**EXCERPT PROVIDED**:
*****

Can you imagine what Cohn would have thought if he knew that Trump’s campaign and transition had more than 100 contacts with the Russians? That the campaign had been offered dirt on Hillary Clinton, and wanted to take it? That Jeff Sessions lied to the Senate during his confirmation for Attorney General? That National Security Advisor Mike Flynn had lied to top FBI agents about his contacts with the Russians?

That’s the irony here, if you can even call it that: today, the modern Roy Cohn is covering up a real conspiracy with the Russians rather than trying to trump up a fake one. Yet to call William Barr “Roy Cohn” is to diminish his role. This is top-shelf hypocrisy that deserves the full recognition of Joseph McCarthy himself, who by the way died 62 years ago today.

Mueller’s Letter to Barr

On March 27, 2019, after all those headlines were flowing, Robert Mueller wrote a letter to the Attorney General, which was published Wednesday.

Mueller wrote, “The summary letter the Department [written by Barr] sent to Congress and released to the public late in the afternoon of March 24 did not fully capture the context, nature, and substance of this Office’s work and conclusions.

Sen. Joseph McCarthy listens to his attorney, Roy Cohn, during the televised Army-McCarthy hearings in 1954. The series of hearings badly damaged the senator’s image and led to a vote of censure by the Senate.

“We communicated that concern to the Department on the morning of March 25. There is now public confusion about critical aspects of the results of our investigation. This threatens to undermine a central purpose for which the Department appointed the Special Counsel: to assure full public confidence in the outcome of the investigations.”

For Mueller to write, “There is now public confusion about critical aspects of the results of our investigation,” denies Barr’s agency. The sentence should read, “You have confused the public about the results of our investigation, and made the president look innocent.”

*****

**PROVIDED DATA**:
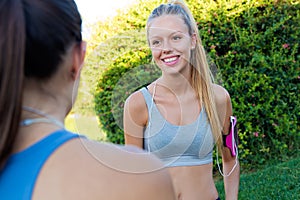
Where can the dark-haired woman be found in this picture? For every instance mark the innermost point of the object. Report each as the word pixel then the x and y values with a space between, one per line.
pixel 41 54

*****

**THINGS TO DO**:
[a] In the commentary on Barr and Mueller's letter, why does Mueller say the public confusion about his investigation's results is a problem? Answer in one to three sentences.
[b] Answer these questions from the commentary on Barr and Mueller's letter:
(i) On what date did Mueller write his letter to the Attorney General?
(ii) When did the Department release its summary letter to the public?
(iii) In what year were the televised Army-McCarthy hearings held?
[c] Pick up the commentary on Barr and Mueller's letter after its last sentence and carry it on in the same voice.

**ANSWER LIST**:
[a] Mueller says the confusion threatens to undermine a central purpose for which the Department appointed the Special Counsel. That purpose was to assure full public confidence in the outcome of the investigations.

[b]
(i) March 27, 2019
(ii) Late in the afternoon of March 24
(iii) 1954

[c]
This was an intentional act of deception. Barr knew exactly what he was doing, and he got the result he wanted. In fact, in his report, Mueller writes, “If we had confidence after a thorough investigation of the facts that the president clearly did not commit obstruction of justice, we would so state.”

They did not. In fact, the Mueller report is a catalog of crime. It is disgusting. And it states how it arrived at its conclusions — including the decision not to bring charges, but rather to defer to Congress.

On the Russia question, destruction of potential evidence was an important factor. Trump team people such as Jared Kushner communicated using WhatsApp — a Facebook-owned program that encrypts messages, and other programs that automatically delete them. Collusion was Paul Manafort, the campaign chairman, giving polling data to the Russians and telling them to target certain key states.

Regarding obstruction of justice, there is a standing Department of Justice Office of Legal Counsel directive that says a sitting president cannot be indicted, but from what I understand, that was only part of Mueller’s thinking. There were two other factors. Because a sitting president cannot stand trial (different from not being indicted), Mueller felt it was unfair to accuse him of a crime since he could not defend himself at a criminal trial. And Mueller did not want to make it impossible for Trump to exercise his legitimate Article 2 powers as president, though Trump seems to have little interest in this.

Instead, Mueller presented the evidence for Congress to take up. And his fairness and adherence to the rules left an opening that Barr, who has been called General Coverup during a past incarnation working for the Reagan/Bush administration, happily and knowingly exploited. This was one of those scenarios where the lie is halfway around the world before the truth has its pants on — but worse. The delay was a month.

A Gap in Reality

There is also a gap in reality that Barr exploited. I am speaking with as many Trump supporters as I can about this, and they are falling back on the supposed bottom line: “no collusion,” which is simply not true. Part of the reality gap involves denial. When there is a problem, many people decide they don’t want to know about it. That opens the proverbial can of worms.

Trump supporter expresses her unmitigated transcendent ecstasy at actually meeting the candidate. Photo by Brian Snyder.

But there is more: most people you meet tend to be in denial of their own problems and don’t want to take any mental posture that involves digging for the truth. It seems easier to live the lie, or to be in “blissful ignorance” — which means to ignore. Once someone is on notice that a person is lying or defrauding them, both law and common sense require them to take action.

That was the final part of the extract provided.